● Objective
Print everything in the items below exactly as it appears, from the line containing "Note: locate the serrated" down through the end of the items.

● Input rows
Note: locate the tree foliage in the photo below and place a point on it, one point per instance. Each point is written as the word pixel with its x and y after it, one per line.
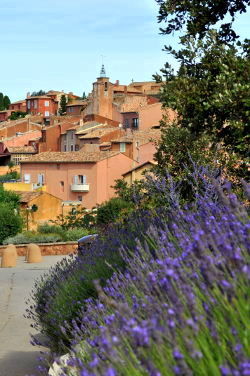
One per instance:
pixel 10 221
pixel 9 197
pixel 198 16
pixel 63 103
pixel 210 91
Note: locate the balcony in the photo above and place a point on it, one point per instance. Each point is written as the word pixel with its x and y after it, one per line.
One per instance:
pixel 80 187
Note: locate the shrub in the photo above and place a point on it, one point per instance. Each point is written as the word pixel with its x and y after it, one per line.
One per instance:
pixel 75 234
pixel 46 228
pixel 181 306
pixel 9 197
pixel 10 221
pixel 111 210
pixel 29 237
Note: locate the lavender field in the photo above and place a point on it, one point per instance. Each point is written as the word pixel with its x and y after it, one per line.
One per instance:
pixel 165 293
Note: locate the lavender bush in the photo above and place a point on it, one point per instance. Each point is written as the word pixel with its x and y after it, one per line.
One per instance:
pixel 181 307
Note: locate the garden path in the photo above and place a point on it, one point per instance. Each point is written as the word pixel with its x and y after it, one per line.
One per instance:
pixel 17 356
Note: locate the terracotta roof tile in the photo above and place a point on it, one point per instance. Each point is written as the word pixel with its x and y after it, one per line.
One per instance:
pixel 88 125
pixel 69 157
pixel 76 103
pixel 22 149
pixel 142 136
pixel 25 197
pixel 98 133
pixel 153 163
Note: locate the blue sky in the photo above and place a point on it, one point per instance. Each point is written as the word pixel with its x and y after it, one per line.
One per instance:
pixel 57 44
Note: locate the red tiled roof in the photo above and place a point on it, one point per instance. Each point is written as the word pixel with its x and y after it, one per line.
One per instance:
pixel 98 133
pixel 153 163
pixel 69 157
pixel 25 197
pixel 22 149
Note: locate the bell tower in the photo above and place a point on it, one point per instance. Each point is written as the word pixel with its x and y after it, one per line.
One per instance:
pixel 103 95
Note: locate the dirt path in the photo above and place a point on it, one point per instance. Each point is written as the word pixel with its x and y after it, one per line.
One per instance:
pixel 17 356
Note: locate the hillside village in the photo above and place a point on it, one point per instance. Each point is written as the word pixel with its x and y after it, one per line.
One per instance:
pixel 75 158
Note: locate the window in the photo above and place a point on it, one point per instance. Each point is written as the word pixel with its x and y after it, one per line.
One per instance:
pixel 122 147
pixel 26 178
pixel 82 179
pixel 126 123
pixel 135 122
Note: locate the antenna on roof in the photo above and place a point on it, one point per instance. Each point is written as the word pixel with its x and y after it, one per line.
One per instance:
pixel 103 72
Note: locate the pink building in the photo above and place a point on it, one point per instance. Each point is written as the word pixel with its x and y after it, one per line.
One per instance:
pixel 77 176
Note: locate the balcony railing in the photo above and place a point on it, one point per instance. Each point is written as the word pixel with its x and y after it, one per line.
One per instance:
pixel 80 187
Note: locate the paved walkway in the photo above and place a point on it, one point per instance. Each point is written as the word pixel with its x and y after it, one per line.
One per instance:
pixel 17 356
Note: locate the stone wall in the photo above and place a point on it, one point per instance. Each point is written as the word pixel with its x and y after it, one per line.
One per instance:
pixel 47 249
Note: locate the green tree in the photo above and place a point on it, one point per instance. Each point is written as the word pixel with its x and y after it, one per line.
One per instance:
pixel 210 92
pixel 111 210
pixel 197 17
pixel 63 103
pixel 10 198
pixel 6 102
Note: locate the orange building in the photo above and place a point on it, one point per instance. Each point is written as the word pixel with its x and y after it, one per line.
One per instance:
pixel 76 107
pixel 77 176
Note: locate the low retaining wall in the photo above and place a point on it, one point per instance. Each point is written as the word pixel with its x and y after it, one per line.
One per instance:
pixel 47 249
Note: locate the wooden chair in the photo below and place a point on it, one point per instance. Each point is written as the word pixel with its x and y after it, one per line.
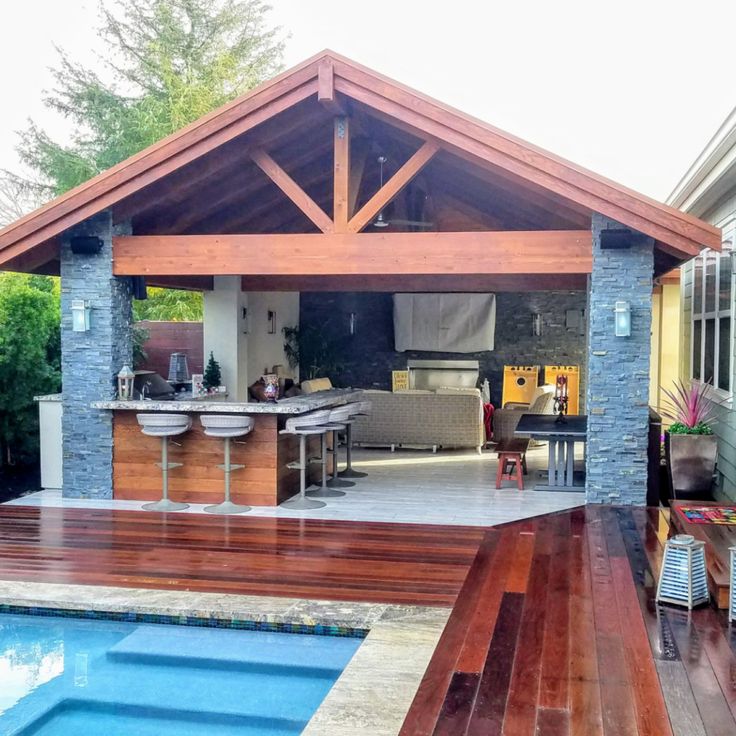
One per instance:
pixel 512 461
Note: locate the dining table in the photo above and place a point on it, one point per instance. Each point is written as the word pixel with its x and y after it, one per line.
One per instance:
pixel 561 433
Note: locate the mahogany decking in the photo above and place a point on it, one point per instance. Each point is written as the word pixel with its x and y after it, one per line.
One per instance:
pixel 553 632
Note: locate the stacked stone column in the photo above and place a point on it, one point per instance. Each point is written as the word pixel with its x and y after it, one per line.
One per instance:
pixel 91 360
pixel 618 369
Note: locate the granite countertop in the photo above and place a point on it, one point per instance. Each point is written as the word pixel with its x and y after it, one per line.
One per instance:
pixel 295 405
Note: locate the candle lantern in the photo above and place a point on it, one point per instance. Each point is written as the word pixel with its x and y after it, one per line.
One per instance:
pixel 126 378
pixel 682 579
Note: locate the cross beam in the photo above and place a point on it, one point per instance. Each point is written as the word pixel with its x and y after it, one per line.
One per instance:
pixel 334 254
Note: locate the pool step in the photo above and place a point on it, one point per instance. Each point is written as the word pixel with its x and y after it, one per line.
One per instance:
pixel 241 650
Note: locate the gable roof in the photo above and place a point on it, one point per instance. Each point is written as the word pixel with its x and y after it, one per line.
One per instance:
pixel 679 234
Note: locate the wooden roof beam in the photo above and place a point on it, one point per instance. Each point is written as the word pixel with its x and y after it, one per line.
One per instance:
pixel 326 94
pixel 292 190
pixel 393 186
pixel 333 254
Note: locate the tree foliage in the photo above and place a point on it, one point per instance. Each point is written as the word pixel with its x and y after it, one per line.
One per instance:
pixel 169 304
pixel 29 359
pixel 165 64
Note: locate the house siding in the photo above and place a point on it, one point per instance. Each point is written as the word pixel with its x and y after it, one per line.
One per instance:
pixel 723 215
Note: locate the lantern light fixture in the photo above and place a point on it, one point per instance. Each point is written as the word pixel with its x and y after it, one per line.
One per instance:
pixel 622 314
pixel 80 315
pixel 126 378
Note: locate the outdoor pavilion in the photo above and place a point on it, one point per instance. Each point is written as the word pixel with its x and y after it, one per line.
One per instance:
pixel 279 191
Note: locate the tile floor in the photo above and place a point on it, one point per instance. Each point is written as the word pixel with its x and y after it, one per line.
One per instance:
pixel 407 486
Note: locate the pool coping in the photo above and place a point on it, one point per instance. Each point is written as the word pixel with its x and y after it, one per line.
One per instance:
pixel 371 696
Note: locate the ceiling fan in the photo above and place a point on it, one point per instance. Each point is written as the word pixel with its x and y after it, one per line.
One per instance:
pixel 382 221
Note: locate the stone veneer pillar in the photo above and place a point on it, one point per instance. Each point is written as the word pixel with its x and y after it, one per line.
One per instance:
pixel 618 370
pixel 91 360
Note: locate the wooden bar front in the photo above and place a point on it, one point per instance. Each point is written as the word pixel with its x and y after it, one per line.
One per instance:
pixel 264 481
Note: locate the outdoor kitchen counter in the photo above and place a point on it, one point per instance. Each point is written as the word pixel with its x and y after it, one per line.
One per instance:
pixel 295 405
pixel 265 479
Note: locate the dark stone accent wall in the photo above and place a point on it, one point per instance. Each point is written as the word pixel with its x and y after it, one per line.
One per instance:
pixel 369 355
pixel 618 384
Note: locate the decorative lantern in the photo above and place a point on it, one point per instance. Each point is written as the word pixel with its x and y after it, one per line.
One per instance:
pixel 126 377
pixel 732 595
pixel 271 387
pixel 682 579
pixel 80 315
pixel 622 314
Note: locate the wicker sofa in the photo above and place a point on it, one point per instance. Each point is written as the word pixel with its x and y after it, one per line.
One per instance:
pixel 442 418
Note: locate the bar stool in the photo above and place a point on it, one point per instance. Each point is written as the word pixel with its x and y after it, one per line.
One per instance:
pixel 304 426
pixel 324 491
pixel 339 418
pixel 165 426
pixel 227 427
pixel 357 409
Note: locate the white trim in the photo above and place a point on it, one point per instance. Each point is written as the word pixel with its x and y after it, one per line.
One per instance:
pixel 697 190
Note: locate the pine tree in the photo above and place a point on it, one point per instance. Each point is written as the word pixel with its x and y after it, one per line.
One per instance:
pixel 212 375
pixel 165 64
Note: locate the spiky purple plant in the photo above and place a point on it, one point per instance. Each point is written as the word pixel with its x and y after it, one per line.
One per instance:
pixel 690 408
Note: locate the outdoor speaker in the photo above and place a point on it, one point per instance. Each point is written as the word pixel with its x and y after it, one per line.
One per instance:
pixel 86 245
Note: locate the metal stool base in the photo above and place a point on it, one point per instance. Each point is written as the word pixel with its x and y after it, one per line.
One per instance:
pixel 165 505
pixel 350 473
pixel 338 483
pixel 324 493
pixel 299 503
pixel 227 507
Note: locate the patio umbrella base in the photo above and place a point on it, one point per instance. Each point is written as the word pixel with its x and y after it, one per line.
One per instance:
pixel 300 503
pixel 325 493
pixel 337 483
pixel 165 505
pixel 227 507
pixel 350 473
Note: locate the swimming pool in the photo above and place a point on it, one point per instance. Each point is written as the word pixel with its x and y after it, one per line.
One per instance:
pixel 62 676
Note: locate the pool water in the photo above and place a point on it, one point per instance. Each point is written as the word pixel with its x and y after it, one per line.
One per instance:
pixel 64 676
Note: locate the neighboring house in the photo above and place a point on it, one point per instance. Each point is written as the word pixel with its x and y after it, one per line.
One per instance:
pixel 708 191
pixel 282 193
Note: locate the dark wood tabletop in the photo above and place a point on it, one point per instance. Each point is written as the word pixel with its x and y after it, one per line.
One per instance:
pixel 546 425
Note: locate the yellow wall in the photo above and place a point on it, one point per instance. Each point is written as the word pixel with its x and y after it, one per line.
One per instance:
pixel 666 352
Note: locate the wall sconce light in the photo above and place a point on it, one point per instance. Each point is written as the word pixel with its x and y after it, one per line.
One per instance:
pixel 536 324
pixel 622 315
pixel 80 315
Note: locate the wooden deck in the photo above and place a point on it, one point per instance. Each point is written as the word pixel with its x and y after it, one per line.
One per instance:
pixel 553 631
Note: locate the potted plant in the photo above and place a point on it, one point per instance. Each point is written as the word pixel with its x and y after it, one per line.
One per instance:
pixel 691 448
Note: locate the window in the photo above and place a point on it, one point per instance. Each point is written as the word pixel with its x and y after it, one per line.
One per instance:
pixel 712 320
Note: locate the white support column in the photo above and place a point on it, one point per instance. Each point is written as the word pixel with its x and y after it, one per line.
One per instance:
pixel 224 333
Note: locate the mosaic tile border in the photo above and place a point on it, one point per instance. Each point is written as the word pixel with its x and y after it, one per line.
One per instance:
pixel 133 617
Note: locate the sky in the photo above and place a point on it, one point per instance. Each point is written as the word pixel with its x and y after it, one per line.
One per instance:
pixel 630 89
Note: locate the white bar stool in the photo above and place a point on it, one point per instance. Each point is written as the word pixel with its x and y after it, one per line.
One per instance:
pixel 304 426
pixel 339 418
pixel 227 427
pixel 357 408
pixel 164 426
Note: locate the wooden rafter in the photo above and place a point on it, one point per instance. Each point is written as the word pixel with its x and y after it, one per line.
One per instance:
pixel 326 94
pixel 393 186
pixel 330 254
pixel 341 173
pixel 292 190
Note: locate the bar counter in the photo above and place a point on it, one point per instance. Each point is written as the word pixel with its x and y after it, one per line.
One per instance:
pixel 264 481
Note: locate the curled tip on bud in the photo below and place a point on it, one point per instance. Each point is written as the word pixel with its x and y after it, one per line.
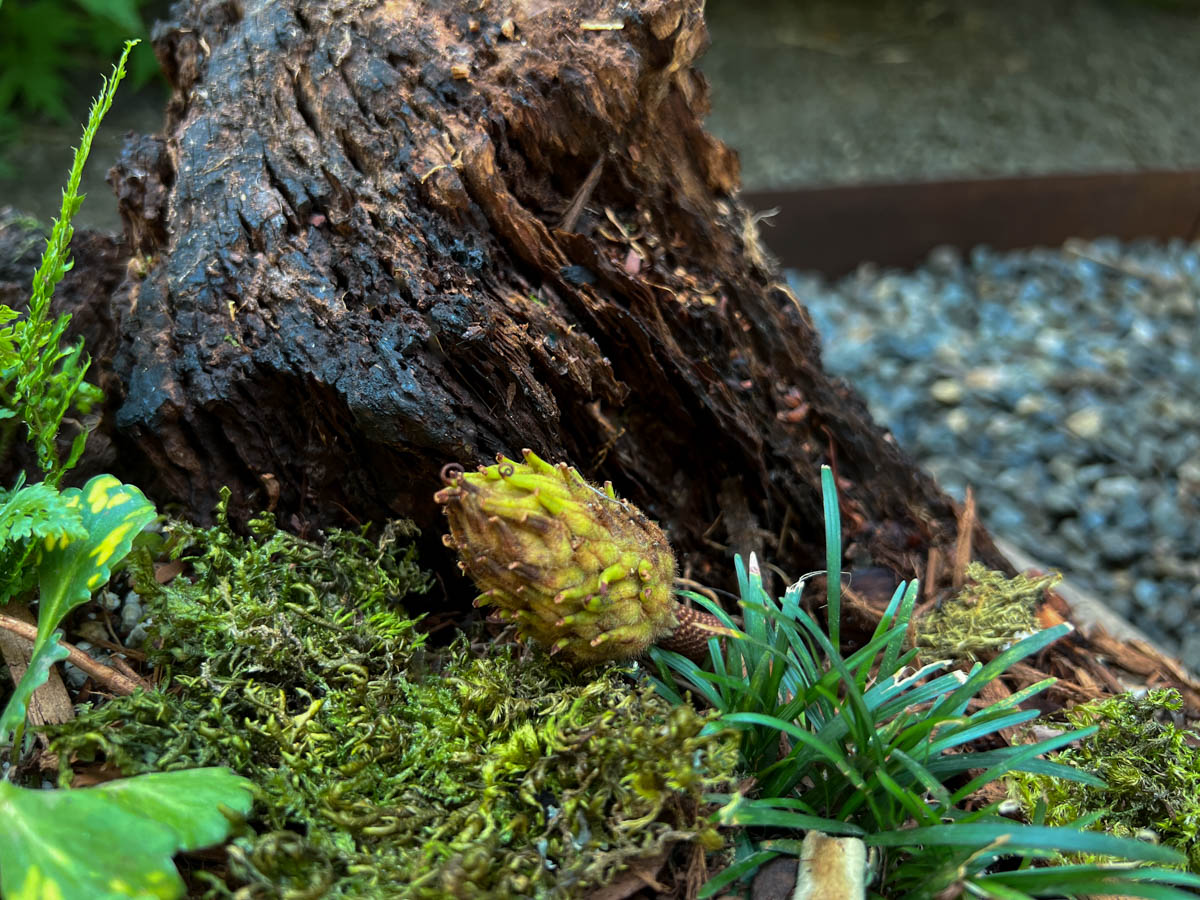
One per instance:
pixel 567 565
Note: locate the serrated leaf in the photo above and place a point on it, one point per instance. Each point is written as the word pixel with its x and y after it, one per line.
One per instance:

● Task answer
Note: locate the serrated leaf in the photo above and place a point on it, one point per instance. Each point is written as the word pixel with its x and y after it, one per line.
One per instance:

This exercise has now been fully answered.